■ TASK STATEMENT
Print every line below without adding or leaving out a single word.

*** Opening of RECORDS PROVIDED ***

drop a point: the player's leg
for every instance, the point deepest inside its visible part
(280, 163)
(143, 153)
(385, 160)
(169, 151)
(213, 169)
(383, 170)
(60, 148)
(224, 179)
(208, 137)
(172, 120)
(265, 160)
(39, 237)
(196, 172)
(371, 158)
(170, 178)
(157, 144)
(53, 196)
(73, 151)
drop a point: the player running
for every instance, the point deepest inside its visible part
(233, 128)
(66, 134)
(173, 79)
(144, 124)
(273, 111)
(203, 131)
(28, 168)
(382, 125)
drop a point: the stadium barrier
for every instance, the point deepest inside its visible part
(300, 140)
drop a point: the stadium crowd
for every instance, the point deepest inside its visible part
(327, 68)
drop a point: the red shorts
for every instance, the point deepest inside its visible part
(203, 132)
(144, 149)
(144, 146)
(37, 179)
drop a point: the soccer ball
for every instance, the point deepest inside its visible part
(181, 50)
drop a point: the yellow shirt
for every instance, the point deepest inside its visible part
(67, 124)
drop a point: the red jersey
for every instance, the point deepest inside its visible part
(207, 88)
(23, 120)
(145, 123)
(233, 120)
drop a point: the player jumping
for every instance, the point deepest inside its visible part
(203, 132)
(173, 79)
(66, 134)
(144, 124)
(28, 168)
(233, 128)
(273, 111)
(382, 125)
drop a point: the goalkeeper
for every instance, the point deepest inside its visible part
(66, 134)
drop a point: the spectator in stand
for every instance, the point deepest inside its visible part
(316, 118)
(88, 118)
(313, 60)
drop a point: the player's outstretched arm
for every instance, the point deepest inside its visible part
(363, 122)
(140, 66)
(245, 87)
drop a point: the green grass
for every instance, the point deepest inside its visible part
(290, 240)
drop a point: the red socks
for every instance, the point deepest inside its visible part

*** Close of RECORDS PROVIDED ***

■ SOLUTION BELOW
drop a point: the player's leg
for every instance, the point deepest inside its visible part
(280, 163)
(143, 153)
(385, 160)
(169, 151)
(213, 169)
(383, 170)
(60, 148)
(224, 179)
(208, 137)
(172, 120)
(265, 160)
(39, 237)
(196, 172)
(371, 158)
(170, 178)
(157, 144)
(53, 196)
(73, 151)
drop a point: the player running
for every instance, the point deepest inside its visible part
(233, 128)
(66, 134)
(173, 79)
(144, 124)
(273, 111)
(203, 131)
(28, 168)
(382, 125)
drop a point: the stadium barrier
for every instance, the point deepest inside its visible part
(300, 140)
drop a point: the stadium crowd
for every instance, the point deepest inside its visible part
(327, 68)
drop a point: the red shorts
for every instance, the point deepest inside its visible part
(203, 132)
(144, 149)
(144, 146)
(37, 179)
drop a point: the soccer ball
for every instance, the point deepest inside its visible part
(181, 50)
drop a point: the yellow shirt
for every instance, the point deepest inside its visible part
(67, 124)
drop a point: the red jersey
for every instance, the point deepest inside its visible part
(207, 88)
(23, 120)
(145, 123)
(233, 120)
drop a point: the player jumping
for every instance, the point deepest inside its visible part
(203, 132)
(173, 79)
(66, 134)
(144, 124)
(28, 168)
(233, 128)
(273, 111)
(382, 125)
drop a point: the goalkeeper
for every instance, the point deepest inside its visible part
(66, 134)
drop a point: the spectator in stand
for every instance, the point deepest inside its visible part
(316, 118)
(88, 118)
(313, 60)
drop a point: the player's outstretched arm
for every instance, the point deepest inside its visible part
(363, 122)
(140, 66)
(245, 87)
drop a point: the green grass
for every instance, the point deepest inside its visible part
(290, 240)
drop a point: the red socks
for every instance, the point deepest inside its visible part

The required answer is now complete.